EXTRAIT FOURNI:
────────────────────

Photo : Christian Storm

D

epuis ma toute première arrestation, je suis retourné quatre fois en taule. Parfois, évidemment, c'était parce que je jouais au con. Mais les autres fois, je me suis fait choper en faisant des trucs que la liberté conditionnelle n’autorise pas mais dont la police se branlerait en temps normal. Et pour des trucs comme boire une bière, conduire une voiture ou dépasser le couvre-feu, ils m'ont refoutu au trou sans se poser de questions.

Au total, j'ai passé six ans derrière les barreaux. Mais aujourd'hui, malgré mes deux années supplémentaires de semi-liberté, je suis libre. Ce que j'ai fait mérite-t-il vraiment de gaspiller autant de temps et d'argent pour me surveiller ? Pour beaucoup d'Américains, je ne suis même pas un criminel – physiquement, je n'ai fait de mal à personne, j'ai juste vendu des trucs que le gouvernement ne voulait pas que je vende. Mais aujourd'hui, je peux me faire incarcérer à tout moment pour des raisons qui ne vaudraient même pas une contravention en temps normal.

Par exemple, au début de l'année, je suis retourné en taule parce que des flics croyaient que j'étais en train de voler une caisse alors qu'en réalité, j’aidais un pote à réparer la vitre de sa bagnole. Dès que ce lèche-cul de poulet a constaté que j'étais en liberté conditionnelle pour une affaire de drogue, il s’est autorisé à nous fouiller, moi et la caisse. Il n’a rien trouvé et m'a laissé filer. Il n'a pas oublié de me dire qu'il avait informé mon responsable de semi-liberté de cette petite entrevue et je me suis fait niquer parce que tout ça s'était produit après le couvre-feu de 21 heures Ce qui me rend dingue, c'est qu'à chaque fois qu'un détenu en liberté conditionnelle est en contact avec la police, il doit en informer son agent référent. Mais c'était honnêtement une incompréhension de ma part : je pensais que ça ne valait qu’en cas d’arrestation ou de contravention. Les flics se sont finalement excusés de m'avoir fouillé. Ça me faisait une belle jambe.

────────────────────

DONNÉES SOURCES:

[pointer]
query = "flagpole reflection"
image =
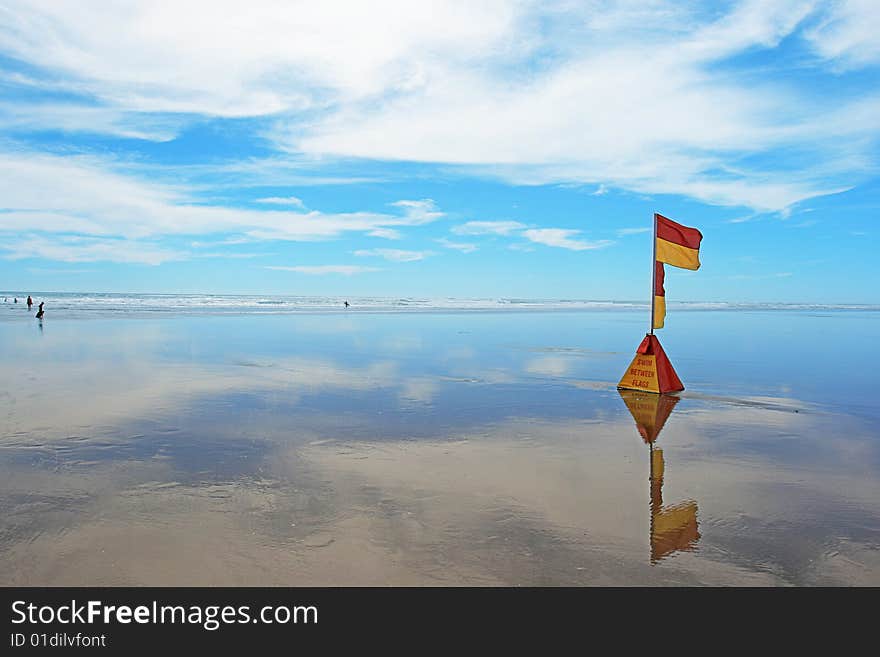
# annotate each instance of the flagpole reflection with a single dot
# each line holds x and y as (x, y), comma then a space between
(673, 527)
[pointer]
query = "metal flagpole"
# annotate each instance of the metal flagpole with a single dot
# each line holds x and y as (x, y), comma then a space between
(654, 274)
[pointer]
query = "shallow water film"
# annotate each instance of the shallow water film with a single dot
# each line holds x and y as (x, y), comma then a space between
(437, 448)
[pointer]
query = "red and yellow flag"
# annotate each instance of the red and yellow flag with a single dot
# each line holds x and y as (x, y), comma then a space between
(678, 246)
(659, 295)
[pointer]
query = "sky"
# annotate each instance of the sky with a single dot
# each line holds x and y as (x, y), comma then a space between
(470, 149)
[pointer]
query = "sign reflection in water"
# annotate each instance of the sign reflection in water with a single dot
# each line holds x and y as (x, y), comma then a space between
(673, 527)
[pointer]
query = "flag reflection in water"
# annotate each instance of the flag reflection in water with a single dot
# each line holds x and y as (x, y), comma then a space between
(673, 527)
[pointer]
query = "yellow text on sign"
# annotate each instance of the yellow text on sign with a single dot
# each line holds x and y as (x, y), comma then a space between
(641, 374)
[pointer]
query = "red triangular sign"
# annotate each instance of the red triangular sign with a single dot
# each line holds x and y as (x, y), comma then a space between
(650, 370)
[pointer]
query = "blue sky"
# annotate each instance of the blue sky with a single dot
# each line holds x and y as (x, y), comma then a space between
(464, 149)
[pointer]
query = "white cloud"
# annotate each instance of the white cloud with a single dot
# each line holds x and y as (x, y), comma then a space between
(848, 33)
(87, 249)
(487, 228)
(83, 195)
(419, 212)
(563, 238)
(464, 247)
(623, 94)
(396, 255)
(283, 200)
(319, 270)
(386, 233)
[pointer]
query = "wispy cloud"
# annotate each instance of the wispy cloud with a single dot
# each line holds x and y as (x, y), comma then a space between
(385, 233)
(396, 255)
(320, 270)
(464, 247)
(622, 232)
(563, 239)
(758, 277)
(85, 195)
(419, 212)
(283, 200)
(67, 248)
(487, 228)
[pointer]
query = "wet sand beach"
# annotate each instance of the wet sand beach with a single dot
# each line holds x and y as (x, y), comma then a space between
(443, 448)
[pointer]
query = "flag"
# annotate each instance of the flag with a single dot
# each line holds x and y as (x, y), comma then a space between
(673, 527)
(677, 245)
(659, 295)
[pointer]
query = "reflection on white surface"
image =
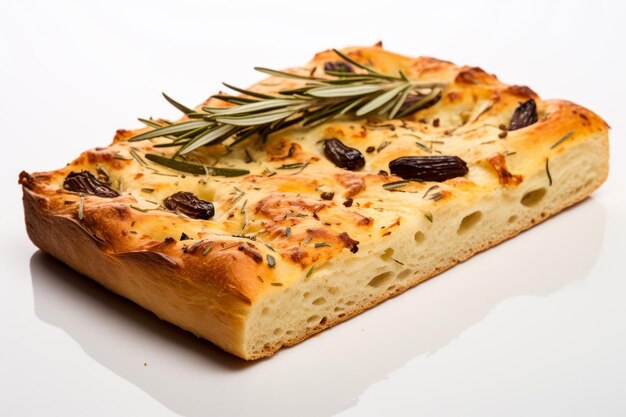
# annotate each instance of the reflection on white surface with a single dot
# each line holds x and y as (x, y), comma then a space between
(327, 373)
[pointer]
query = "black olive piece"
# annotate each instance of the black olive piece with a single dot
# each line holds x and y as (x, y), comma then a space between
(524, 115)
(85, 182)
(187, 203)
(428, 168)
(343, 156)
(338, 66)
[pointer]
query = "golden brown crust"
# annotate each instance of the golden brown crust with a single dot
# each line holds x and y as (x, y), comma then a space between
(210, 282)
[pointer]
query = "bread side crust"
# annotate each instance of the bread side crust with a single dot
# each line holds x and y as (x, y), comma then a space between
(151, 279)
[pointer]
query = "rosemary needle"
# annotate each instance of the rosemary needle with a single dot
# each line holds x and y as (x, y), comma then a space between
(318, 100)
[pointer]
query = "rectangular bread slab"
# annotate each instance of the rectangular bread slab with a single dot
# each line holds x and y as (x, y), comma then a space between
(279, 263)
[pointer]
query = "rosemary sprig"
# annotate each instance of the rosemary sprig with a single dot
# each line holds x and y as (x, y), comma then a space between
(358, 94)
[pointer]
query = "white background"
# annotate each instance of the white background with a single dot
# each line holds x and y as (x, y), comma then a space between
(535, 326)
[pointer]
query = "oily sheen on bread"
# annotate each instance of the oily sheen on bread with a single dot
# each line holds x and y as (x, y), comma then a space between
(290, 252)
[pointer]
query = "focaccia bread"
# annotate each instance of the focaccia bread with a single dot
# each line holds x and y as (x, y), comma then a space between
(300, 244)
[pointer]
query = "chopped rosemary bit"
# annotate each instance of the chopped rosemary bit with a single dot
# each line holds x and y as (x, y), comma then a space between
(394, 185)
(81, 206)
(563, 139)
(135, 154)
(295, 165)
(143, 210)
(197, 169)
(548, 172)
(249, 157)
(322, 245)
(271, 262)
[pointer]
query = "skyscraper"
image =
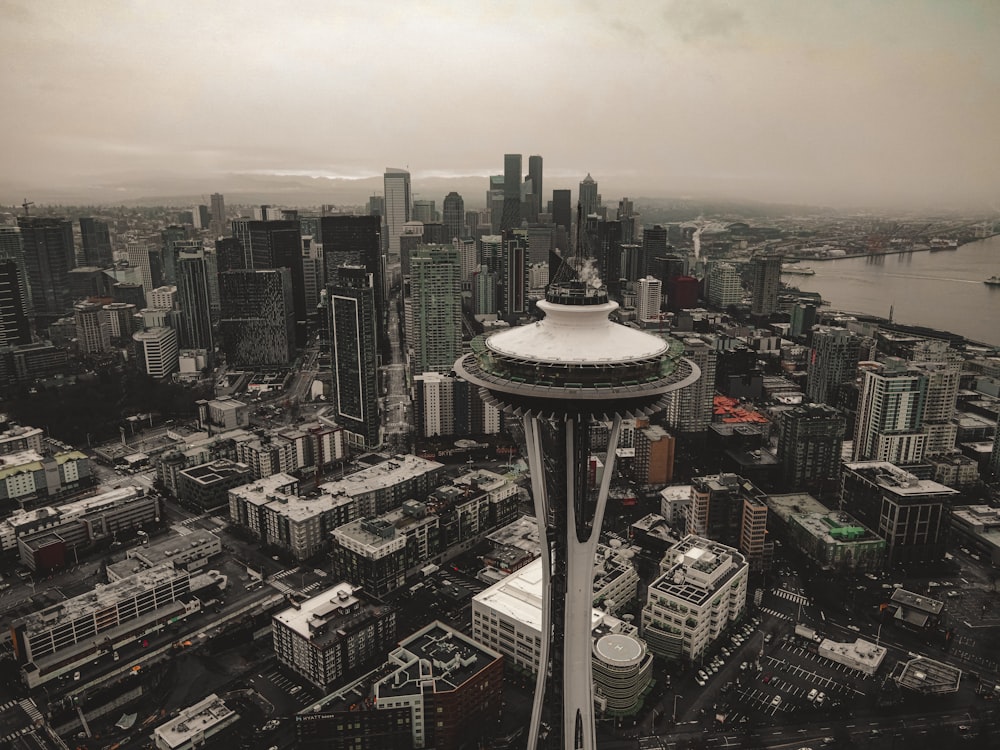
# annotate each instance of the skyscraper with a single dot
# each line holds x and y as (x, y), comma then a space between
(648, 298)
(535, 173)
(558, 376)
(562, 210)
(833, 360)
(436, 308)
(47, 248)
(353, 354)
(12, 250)
(690, 410)
(766, 272)
(397, 206)
(193, 299)
(890, 410)
(93, 327)
(511, 216)
(257, 324)
(14, 325)
(425, 211)
(96, 240)
(357, 241)
(454, 216)
(219, 224)
(590, 201)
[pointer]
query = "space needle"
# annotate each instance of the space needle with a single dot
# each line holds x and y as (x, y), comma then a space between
(561, 376)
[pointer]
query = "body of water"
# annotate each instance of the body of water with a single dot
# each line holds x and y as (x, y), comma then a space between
(942, 290)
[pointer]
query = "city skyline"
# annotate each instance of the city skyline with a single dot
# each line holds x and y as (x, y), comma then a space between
(773, 101)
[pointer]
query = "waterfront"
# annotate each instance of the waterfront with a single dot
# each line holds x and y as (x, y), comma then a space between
(942, 290)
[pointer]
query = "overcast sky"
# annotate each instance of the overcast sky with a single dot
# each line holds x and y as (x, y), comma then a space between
(843, 101)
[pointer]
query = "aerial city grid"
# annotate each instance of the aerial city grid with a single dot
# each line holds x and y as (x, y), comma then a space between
(679, 433)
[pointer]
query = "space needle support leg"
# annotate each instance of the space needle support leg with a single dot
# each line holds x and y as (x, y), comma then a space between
(539, 495)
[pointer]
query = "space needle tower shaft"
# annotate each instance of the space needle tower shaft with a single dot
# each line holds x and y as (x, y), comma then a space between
(560, 376)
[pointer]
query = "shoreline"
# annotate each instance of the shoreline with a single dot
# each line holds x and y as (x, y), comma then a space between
(824, 258)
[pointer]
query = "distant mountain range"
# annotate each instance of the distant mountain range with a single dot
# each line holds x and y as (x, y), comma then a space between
(307, 192)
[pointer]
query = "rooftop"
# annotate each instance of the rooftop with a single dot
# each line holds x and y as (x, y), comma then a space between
(196, 720)
(696, 568)
(329, 615)
(103, 597)
(436, 657)
(897, 480)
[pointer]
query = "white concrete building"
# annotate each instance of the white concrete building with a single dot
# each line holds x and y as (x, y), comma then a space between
(702, 588)
(507, 617)
(194, 725)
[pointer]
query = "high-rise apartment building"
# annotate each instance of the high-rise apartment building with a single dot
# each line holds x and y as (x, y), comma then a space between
(15, 328)
(194, 300)
(912, 515)
(766, 274)
(939, 405)
(157, 351)
(436, 307)
(397, 206)
(535, 175)
(357, 241)
(354, 354)
(424, 210)
(562, 212)
(810, 441)
(890, 412)
(257, 324)
(333, 635)
(833, 360)
(96, 240)
(723, 287)
(690, 409)
(648, 298)
(219, 224)
(93, 329)
(454, 217)
(47, 249)
(590, 200)
(511, 215)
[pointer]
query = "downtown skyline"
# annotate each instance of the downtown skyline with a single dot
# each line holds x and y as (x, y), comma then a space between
(846, 104)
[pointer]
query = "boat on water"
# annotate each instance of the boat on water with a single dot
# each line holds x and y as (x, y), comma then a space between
(797, 270)
(940, 243)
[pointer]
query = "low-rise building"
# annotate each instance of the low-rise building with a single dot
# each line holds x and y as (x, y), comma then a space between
(978, 528)
(507, 617)
(333, 635)
(272, 509)
(861, 655)
(194, 725)
(64, 636)
(833, 539)
(52, 538)
(701, 589)
(381, 553)
(28, 476)
(207, 486)
(452, 686)
(189, 552)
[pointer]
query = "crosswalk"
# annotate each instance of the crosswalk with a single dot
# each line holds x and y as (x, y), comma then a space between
(775, 613)
(791, 596)
(30, 709)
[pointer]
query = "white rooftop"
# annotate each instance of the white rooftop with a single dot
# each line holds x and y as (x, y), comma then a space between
(576, 334)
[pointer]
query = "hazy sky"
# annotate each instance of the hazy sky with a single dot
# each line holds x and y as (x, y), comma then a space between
(843, 101)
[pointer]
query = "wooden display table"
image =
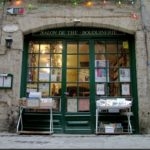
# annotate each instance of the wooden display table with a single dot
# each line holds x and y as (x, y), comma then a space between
(20, 128)
(126, 111)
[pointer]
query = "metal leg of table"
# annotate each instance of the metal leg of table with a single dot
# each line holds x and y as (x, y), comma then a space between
(20, 120)
(51, 121)
(129, 122)
(96, 121)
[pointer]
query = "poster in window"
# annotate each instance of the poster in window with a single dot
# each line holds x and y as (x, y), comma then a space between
(124, 74)
(43, 76)
(101, 63)
(125, 88)
(1, 81)
(7, 81)
(72, 105)
(100, 75)
(83, 105)
(100, 89)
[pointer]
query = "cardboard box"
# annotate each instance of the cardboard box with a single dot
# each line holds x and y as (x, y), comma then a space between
(46, 102)
(109, 129)
(33, 102)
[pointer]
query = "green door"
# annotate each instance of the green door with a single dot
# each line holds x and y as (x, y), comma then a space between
(76, 87)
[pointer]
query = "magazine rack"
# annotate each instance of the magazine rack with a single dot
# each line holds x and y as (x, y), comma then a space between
(113, 105)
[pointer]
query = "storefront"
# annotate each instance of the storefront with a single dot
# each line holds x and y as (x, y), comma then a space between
(77, 66)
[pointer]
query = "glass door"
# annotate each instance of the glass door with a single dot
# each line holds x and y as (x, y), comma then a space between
(77, 87)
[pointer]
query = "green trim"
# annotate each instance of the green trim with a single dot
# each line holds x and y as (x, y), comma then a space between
(94, 34)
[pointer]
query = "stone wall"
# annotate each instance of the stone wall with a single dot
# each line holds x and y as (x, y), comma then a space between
(39, 16)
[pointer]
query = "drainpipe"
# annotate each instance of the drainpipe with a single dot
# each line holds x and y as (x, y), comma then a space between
(146, 29)
(1, 20)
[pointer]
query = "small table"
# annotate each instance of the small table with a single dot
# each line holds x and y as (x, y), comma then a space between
(20, 120)
(127, 112)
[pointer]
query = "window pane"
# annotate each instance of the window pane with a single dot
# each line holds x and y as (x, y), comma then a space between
(44, 48)
(72, 61)
(83, 47)
(100, 47)
(84, 60)
(111, 47)
(83, 75)
(71, 48)
(72, 75)
(44, 60)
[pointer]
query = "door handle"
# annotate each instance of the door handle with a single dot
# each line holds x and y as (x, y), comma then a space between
(66, 93)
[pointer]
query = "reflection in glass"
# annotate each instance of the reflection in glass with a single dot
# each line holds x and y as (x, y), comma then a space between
(44, 88)
(111, 47)
(71, 48)
(72, 75)
(72, 61)
(83, 75)
(44, 48)
(44, 60)
(83, 47)
(100, 47)
(84, 60)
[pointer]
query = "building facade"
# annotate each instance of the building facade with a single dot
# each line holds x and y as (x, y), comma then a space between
(75, 52)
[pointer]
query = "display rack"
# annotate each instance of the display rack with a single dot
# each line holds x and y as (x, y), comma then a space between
(115, 109)
(32, 107)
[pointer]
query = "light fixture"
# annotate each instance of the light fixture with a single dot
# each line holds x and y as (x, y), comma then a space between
(8, 41)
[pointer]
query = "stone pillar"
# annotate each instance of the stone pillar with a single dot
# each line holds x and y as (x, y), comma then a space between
(142, 81)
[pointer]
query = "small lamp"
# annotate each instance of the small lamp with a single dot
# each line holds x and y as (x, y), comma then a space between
(8, 41)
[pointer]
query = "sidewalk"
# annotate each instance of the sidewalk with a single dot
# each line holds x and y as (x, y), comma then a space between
(65, 141)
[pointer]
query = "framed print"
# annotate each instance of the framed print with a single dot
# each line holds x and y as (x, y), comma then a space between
(100, 75)
(6, 80)
(125, 88)
(124, 74)
(101, 63)
(100, 89)
(43, 76)
(72, 105)
(1, 81)
(83, 105)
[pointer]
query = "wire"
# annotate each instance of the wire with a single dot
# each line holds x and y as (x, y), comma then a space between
(2, 17)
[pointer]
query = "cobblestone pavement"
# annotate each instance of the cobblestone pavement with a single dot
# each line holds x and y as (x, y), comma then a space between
(65, 141)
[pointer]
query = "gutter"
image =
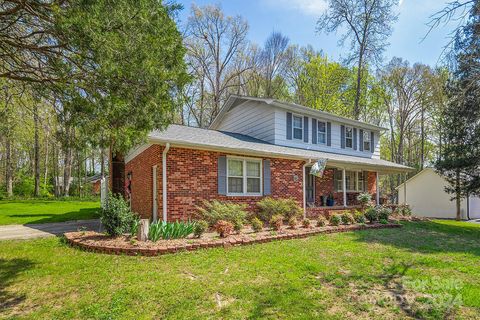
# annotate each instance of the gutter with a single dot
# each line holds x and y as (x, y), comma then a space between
(164, 181)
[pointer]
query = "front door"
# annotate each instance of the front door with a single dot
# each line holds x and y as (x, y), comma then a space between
(309, 186)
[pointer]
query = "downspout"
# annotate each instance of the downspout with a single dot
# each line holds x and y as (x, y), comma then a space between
(305, 188)
(164, 181)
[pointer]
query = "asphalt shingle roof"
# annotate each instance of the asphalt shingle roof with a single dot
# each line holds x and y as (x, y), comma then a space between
(178, 135)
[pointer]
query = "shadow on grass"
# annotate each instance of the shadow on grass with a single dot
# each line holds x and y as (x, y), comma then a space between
(428, 237)
(9, 271)
(81, 214)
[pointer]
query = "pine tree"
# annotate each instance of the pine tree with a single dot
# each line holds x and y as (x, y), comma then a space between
(459, 160)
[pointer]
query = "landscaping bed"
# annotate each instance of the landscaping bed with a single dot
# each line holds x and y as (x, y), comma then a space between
(98, 242)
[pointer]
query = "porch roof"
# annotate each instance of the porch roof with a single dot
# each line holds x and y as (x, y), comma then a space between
(229, 142)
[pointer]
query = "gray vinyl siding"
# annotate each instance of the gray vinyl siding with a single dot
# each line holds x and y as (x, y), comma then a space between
(255, 119)
(281, 138)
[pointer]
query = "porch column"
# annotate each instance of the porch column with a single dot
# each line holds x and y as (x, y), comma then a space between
(344, 187)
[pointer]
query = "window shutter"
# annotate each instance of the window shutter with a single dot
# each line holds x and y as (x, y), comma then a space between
(342, 136)
(314, 131)
(372, 142)
(329, 134)
(305, 129)
(354, 138)
(289, 126)
(222, 175)
(266, 178)
(361, 140)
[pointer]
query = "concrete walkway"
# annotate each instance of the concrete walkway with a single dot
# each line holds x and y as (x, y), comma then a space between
(32, 231)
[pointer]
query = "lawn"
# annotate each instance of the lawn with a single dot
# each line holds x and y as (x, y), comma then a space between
(424, 270)
(43, 211)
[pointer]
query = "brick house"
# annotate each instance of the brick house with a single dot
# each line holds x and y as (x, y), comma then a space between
(253, 149)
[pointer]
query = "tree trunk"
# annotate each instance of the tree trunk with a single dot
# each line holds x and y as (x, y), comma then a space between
(8, 169)
(117, 173)
(36, 151)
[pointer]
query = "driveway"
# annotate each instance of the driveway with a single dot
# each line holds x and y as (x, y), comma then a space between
(32, 231)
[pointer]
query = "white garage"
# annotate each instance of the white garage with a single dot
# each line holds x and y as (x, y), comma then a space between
(425, 193)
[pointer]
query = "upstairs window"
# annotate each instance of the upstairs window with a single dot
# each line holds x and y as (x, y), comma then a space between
(321, 132)
(297, 127)
(349, 137)
(366, 141)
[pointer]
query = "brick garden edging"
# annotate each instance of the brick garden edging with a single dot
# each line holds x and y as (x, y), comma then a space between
(77, 239)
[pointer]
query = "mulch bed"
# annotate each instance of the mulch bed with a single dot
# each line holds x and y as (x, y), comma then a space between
(94, 241)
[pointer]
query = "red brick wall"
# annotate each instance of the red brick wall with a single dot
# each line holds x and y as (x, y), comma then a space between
(192, 178)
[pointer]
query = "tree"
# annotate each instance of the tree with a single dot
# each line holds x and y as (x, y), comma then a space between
(368, 25)
(459, 159)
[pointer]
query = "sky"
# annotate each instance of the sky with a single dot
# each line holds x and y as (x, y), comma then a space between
(297, 20)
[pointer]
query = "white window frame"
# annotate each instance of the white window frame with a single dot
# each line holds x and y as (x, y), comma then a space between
(244, 177)
(319, 132)
(351, 129)
(293, 126)
(357, 185)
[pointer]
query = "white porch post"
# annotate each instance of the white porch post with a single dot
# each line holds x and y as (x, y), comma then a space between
(344, 187)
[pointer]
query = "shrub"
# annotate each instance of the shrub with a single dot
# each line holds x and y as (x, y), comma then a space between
(292, 222)
(116, 216)
(359, 216)
(276, 222)
(224, 228)
(321, 221)
(347, 218)
(335, 219)
(285, 207)
(257, 224)
(371, 214)
(384, 213)
(200, 227)
(383, 221)
(170, 230)
(306, 223)
(215, 210)
(364, 199)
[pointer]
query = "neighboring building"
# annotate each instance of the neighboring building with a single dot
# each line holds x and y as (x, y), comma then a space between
(256, 148)
(426, 195)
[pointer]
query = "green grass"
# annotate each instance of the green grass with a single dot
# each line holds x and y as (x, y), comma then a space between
(434, 267)
(43, 211)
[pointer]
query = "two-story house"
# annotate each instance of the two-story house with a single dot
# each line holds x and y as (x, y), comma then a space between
(255, 148)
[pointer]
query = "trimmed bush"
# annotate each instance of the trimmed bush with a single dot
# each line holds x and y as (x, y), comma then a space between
(371, 214)
(170, 230)
(292, 222)
(285, 207)
(257, 224)
(215, 210)
(321, 221)
(335, 220)
(276, 222)
(364, 199)
(306, 223)
(384, 213)
(116, 216)
(224, 228)
(347, 218)
(200, 227)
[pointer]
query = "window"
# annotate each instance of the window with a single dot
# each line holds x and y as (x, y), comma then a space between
(354, 180)
(321, 132)
(297, 127)
(366, 141)
(244, 177)
(348, 137)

────────────────────

CONSIGNE: Prolongez le témoignage sur la liberté conditionnelle en reprenant juste après sa dernière phrase.

RÉPONSE ATTENDUE:
C'est donc ainsi que j’ai entamé ma troisième décennie sur cette planète : enfermé dans une chambre avec 59 autres mecs à qui on a arraché la capacité de faire quoi que ce soit dans leur vie. Les condamnés à des peines très longues voulaient tuer les mecs comme moi : ils voient qu'en l'espace de deux mois, on arrive à sortir de taule puis à y retourner. C'est un phénomène assez commun : chaque année, selon les chiffres de ce bon vieux ministère de la Justice, sur les deux millions d'Américains en liberté conditionnelle, environ cent mille retournent en taule pour des petites conneries. Quand j'étais incarcéré, je me souviens d'un mec en particulier – un type qui était tellement déchiré qu'il avait accidentellement tué son pote en l'étranglant – qui nous détestait, nous, les détenus en semi-liberté. Quand je suis arrivé à Riverview, il m'a vachement fait flipper en me montrant fièrement tous les documents qui, en gros, justifiaient que c'était un vrai tueur. Quand il a appris que je venais de niquer ma permission, il est devenu rouge de rage et j’ai cru que j’étais le prochain sur sa liste.

Ce regard, le mépris ardent que je pouvais percevoir dans les yeux de cet homme condamné à vie, m'a fait réfléchir ; j'étais finalement prêt à tout pour vivre prudemment, pour éviter ce destin de merde. Moi, j’avais encore une chance de réparer mes erreurs.

Ça fait bientôt dix ans que je pense avoir trouvé le bonheur. Avant ça, j'étais souvent heureux pour les mauvaises raisons. Aujourd’hui, j’ai juste besoin de faire comprendre à ma meuf qu’elle doit être plus patiente, qu’elle doit rester calme en attendant que je règle les choses. Tant que je ne suis pas emprisonné, il y a toujours une chance que je gagne un jour au Loto ou que ma meuf en amène une autre dans notre lit. Et ça, ça n’a aucune chance d’arriver si vous êtes en taule.